#### EXERCISE TEXT:

Pathway 3: End-Stage Renal Disease (ESRD)
A person of any age with End-Stage Renal Disease — permanent kidney failure requiring dialysis or a transplant — qualifies for Medicare, but not immediately in most cases:
- Standard rule: Medicare coverage begins the first day of the 4th month of regular dialysis treatment.
- Home dialysis training exception: if the beneficiary begins a home dialysis self-training program within the first 3 months of dialysis, coverage can start as early as the first month of dialysis.
- Kidney transplant: coverage can begin the month the beneficiary is admitted to a hospital for a transplant, if the transplant takes place in that month or within the following two months.
ESRD-based Medicare eligibility is not indefinite if it is the beneficiary's only basis for Medicare: coverage ends 12 months after the beneficiary stops dialysis, or 36 months after a successful kidney transplant — unless dialysis resumes or another transplant occurs within those windows, or the beneficiary separately qualifies through age or another disability.
Pathway 4: ALS (Amyotrophic Lateral Sclerosis)

#### DATA FOR ANALYSIS:
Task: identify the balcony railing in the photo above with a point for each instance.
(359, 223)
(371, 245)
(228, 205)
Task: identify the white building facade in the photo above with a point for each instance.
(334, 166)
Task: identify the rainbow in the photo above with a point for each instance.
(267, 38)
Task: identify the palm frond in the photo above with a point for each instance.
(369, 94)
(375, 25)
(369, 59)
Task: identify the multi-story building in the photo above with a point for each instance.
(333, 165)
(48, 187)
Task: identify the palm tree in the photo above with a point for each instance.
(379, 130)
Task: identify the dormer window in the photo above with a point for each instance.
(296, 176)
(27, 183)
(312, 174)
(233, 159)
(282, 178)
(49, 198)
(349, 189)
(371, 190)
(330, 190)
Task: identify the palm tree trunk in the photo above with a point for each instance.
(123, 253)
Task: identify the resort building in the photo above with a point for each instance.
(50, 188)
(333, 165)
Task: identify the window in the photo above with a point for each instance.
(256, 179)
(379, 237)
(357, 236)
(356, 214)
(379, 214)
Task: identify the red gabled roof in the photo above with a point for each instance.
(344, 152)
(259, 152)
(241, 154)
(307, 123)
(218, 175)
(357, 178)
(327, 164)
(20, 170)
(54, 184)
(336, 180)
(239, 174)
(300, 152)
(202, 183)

#### ACTIVITY A:
In the Medicare eligibility text above, when does ESRD-based coverage end for a beneficiary whose only basis for Medicare is ESRD and who has had a successful kidney transplant?
#### ACTIVITY B:
Write the next part of the Medicare eligibility text above, picking up right after its final line.

#### ANSWER BOX A:
It ends 36 months after the successful kidney transplant, unless dialysis resumes or another transplant occurs within that window, or the beneficiary separately qualifies through age or another disability.

#### ANSWER BOX B:
ALS (Lou Gehrig's disease) is the only disability diagnosis with no Medicare waiting period whatsoever. Since a 2001 law change (effective July 1, 2001), a beneficiary diagnosed with ALS is entitled to Medicare the same month their SSDI cash benefits begin — skipping the 24-month wait that applies to every other disability. This is the most tested detail in this section precisely because it is the exception to the exception: ESRD skips only part of the wait (still 4 months), while ALS skips the wait entirely.
Eligibility Pathways Compared
| Pathway | Age Requirement | Waiting Period | Coverage Start |
|---|---|---|---|
| Age 65 | 65+ | None (if entitled to SS/RRB) | Auto-enrolled if collecting SS; must apply if not |
| General disability | Under 65 | 24 months of SSDI entitlement | 25th month of SSDI entitlement |
| ESRD | Any age | Generally none beyond dialysis start | 4th month of dialysis (or sooner for home training/transplant) |
| ALS | Any age | None | Same month SSDI cash benefits begin |
Worked Scenarios
- Scenario A: A 58-year-old client has been receiving SSDI cash benefits for exactly 24 months due to a back injury. She becomes Medicare-eligible starting her 25th month of SSDI entitlement.
- Scenario B: A 45-year-old client starts in-center dialysis for ESRD in January and does not pursue home dialysis training. His Medicare eligibility begins April 1 — the first day of the 4th month of dialysis.
- Scenario C: A 50-year-old client is diagnosed with ALS and approved for SSDI cash benefits starting in June. Her Medicare eligibility begins in June — the same month, with no additional wait.
Common Traps to Avoid
- Confusing the 5-month SSDI cash-benefit waiting period with the separate 24-month SSDI-to-Medicare waiting period.
- Assuming ESRD eligibility is immediate — it is generally the 4th month of dialysis, not day one.
- Forgetting that ESRD-only Medicare eligibility can end (12 months post-dialysis-stop or 36 months post-transplant) — unlike age-65 or ALS-based eligibility, which do not expire.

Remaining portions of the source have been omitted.